▶ [What is required]
Please return every line in the entries below that contains the word "front", matching its case exactly.

▶ [Data lines]
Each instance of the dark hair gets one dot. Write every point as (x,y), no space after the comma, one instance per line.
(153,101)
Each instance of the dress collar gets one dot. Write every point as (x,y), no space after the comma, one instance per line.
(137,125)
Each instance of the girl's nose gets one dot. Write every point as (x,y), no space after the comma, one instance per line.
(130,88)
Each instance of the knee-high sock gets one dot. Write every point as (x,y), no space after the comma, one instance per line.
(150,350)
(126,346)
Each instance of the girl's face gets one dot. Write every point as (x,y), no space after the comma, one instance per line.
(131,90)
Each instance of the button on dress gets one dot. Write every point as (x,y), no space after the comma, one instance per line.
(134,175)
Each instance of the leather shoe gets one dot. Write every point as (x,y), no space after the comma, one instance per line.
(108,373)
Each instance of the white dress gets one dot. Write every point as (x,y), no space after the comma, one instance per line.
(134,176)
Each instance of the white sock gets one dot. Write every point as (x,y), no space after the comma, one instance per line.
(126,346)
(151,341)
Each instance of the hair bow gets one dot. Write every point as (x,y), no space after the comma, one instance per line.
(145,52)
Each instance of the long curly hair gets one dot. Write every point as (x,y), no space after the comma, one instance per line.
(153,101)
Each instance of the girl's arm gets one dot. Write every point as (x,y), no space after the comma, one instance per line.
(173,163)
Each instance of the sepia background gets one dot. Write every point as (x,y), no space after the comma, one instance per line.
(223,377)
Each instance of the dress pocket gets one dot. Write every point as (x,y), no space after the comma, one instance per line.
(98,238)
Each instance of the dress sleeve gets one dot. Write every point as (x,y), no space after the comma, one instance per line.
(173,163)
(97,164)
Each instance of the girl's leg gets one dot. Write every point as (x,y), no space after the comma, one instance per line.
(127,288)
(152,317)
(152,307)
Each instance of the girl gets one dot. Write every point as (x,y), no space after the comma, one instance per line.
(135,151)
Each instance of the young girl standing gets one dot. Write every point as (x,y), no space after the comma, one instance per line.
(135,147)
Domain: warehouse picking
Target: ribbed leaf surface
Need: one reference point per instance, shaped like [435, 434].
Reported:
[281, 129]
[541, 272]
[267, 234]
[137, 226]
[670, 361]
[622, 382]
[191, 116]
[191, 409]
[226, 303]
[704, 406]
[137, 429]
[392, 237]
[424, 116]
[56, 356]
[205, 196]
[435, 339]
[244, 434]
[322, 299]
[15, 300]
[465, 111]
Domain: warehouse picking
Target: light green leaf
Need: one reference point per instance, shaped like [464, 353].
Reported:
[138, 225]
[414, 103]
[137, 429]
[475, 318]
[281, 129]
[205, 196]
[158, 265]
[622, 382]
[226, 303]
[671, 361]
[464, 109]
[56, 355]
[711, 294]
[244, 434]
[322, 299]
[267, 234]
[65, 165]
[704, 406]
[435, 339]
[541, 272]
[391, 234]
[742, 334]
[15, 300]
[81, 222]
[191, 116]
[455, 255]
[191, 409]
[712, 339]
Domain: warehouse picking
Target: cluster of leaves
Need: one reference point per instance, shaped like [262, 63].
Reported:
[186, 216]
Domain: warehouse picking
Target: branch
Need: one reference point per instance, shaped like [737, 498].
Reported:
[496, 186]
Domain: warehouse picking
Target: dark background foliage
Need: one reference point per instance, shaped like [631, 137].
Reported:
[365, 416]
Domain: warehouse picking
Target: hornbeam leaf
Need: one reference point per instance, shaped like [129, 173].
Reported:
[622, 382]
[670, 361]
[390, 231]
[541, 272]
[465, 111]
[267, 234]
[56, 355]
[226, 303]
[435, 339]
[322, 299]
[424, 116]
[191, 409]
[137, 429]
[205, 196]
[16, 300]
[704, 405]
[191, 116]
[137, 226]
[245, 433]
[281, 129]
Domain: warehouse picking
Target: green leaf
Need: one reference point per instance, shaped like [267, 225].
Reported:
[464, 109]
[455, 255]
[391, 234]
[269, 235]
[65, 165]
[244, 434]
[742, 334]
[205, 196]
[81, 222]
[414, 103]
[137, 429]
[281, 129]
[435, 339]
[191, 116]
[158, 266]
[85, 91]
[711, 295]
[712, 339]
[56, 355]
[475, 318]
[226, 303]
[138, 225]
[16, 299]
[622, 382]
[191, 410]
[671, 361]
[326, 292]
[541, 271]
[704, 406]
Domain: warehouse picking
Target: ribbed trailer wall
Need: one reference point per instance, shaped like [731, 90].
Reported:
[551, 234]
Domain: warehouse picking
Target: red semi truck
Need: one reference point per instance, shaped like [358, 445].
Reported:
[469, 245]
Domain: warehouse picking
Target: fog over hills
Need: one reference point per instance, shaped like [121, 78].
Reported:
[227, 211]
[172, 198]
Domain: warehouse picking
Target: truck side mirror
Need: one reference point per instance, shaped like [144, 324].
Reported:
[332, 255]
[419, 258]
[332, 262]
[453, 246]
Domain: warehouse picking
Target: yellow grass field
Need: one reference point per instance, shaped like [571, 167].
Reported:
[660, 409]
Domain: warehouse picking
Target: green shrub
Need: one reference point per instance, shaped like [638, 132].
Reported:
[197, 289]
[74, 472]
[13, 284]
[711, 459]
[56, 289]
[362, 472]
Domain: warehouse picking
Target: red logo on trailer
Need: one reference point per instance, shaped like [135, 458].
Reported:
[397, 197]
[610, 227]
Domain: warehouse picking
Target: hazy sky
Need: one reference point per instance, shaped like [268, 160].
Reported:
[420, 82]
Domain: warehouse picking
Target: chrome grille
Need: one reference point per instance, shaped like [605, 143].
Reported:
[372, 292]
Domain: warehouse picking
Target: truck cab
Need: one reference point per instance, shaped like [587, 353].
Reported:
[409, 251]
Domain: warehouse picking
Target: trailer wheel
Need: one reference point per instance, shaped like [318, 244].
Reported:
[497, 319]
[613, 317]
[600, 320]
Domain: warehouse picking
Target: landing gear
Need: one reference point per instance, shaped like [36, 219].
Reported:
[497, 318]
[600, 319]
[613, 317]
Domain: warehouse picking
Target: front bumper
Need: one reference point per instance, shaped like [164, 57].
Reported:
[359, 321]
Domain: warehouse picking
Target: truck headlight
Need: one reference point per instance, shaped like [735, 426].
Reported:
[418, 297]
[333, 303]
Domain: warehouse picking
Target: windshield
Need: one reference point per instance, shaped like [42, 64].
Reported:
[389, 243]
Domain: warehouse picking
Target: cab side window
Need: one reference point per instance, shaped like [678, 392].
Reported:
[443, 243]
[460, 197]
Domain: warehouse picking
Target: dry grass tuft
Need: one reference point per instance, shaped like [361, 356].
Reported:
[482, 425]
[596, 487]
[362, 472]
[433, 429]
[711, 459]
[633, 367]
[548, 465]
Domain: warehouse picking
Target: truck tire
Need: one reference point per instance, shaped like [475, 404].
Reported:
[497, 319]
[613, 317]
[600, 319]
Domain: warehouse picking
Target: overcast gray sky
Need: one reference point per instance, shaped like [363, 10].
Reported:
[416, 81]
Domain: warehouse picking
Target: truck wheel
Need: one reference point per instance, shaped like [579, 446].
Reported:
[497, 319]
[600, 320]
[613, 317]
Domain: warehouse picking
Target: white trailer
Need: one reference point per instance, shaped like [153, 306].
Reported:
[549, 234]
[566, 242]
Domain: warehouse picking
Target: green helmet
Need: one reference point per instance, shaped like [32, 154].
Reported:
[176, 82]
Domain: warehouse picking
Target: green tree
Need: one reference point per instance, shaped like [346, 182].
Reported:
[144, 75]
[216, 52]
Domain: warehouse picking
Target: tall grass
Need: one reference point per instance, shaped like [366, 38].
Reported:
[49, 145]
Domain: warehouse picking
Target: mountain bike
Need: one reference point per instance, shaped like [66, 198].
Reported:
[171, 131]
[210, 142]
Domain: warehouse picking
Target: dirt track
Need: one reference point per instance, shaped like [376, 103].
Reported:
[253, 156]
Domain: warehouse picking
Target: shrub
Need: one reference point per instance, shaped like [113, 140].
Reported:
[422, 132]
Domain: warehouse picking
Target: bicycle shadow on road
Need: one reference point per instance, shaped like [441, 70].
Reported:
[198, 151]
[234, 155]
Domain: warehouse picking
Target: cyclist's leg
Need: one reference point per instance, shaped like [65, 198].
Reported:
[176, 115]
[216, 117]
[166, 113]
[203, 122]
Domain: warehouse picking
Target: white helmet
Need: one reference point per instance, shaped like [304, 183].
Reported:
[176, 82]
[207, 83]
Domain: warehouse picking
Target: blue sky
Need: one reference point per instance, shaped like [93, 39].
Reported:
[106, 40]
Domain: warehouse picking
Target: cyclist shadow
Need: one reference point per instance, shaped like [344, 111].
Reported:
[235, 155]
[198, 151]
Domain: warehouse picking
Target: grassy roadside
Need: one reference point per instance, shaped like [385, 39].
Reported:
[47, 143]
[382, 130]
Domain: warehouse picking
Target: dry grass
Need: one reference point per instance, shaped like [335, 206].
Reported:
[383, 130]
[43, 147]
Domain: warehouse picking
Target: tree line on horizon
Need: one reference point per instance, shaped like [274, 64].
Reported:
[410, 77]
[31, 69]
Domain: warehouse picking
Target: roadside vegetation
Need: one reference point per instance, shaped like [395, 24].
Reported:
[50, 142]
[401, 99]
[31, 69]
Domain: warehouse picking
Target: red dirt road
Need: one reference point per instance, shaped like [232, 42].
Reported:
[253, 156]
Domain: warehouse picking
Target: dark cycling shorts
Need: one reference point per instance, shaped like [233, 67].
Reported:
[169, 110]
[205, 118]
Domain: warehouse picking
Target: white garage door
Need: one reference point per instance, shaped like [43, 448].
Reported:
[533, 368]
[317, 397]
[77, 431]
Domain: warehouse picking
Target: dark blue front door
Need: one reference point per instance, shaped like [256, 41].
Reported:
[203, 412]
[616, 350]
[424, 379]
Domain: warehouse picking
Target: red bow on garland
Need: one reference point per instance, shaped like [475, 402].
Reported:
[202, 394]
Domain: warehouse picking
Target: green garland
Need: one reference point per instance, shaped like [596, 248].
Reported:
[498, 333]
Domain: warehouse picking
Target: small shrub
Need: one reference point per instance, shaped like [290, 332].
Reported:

▶ [Output]
Target: front bumper
Target: dark blue front door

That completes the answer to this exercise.